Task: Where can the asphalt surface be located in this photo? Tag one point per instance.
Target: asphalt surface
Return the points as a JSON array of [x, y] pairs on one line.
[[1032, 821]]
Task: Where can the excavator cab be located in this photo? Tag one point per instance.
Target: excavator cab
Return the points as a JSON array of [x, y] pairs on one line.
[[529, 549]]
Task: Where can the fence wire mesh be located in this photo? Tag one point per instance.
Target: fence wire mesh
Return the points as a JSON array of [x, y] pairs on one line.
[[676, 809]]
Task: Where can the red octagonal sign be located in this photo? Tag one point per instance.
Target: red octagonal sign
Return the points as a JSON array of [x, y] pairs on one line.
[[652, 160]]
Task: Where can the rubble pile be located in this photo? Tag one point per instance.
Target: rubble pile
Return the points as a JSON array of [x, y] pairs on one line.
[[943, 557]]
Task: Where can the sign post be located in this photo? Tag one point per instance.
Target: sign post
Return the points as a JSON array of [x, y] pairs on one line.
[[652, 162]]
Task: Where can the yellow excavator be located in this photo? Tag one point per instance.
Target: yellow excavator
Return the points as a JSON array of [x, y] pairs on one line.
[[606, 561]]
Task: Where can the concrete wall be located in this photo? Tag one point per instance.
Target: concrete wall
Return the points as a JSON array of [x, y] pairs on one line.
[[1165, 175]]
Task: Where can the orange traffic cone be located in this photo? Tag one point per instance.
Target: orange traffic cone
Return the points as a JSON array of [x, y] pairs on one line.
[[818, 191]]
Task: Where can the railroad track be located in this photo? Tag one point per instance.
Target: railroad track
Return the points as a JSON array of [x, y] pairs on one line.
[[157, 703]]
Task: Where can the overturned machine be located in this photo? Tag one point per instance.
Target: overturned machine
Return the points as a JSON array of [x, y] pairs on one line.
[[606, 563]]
○ ○ ○ ○ ○
**BRIEF:** Set down the material above again, word for word.

**SOLUTION TO THE EXERCISE:**
Task: Where can the asphalt surface be located in this photo? Tag one point per instance.
Target: asphalt surface
Return the points as a JSON array of [x, y] pairs on one line.
[[1032, 821]]
Task: Where can the excavator cab be located in this photo? Tag one point per instance.
Target: excavator cab
Return the points as a JSON array of [x, y] pairs on one line.
[[529, 549]]
Task: Where can the fence wire mesh be located in this photo? Tag one point per instance.
Target: fence wire mesh
Return the points as a JSON array of [x, y] pairs on one line.
[[676, 809]]
Task: Where can the red octagonal sign be located in this photo? Tag one point per instance.
Target: red octagonal sign
Return the points as a JSON array of [x, y] pairs on one line.
[[652, 160]]
Task: Where can the rubble pile be located in this photo? Tag one point per instance.
Target: rubble pile
Return the points as a JSON array of [x, y] pairs on one line.
[[943, 557]]
Task: Where can the sign post be located in this photo? Tag one point per instance.
Target: sign post
Return the points as a JSON array of [x, y] pairs on one line.
[[652, 162]]
Task: Where can the yellow excavator be located in this photo? Tag one point per instance.
Target: yellow excavator
Return the points as a JSON array of [x, y] pairs on one line.
[[606, 561]]
Task: Where can the concrete wall be located in this photo? Tag one point per instance.
Target: concrete wall
Return the points as a JSON array of [x, y] pairs on one line.
[[1165, 175]]
Task: Where can the orange traffic cone be located in this photo? Tag one point per instance.
Target: orange traffic cone
Return the points as a JSON array of [x, y] pairs on one line.
[[818, 191]]
Task: Where can the railroad track be located in this photo? Tag one point per instance.
Target: railroad track
Return the points as a JSON array of [x, y] pairs on one line.
[[157, 703]]
Task: Where can the overturned machine be located in this photo? Tag one point per instance.
Target: overturned machine
Return the points as a JSON array of [x, y] pairs on one line.
[[606, 563]]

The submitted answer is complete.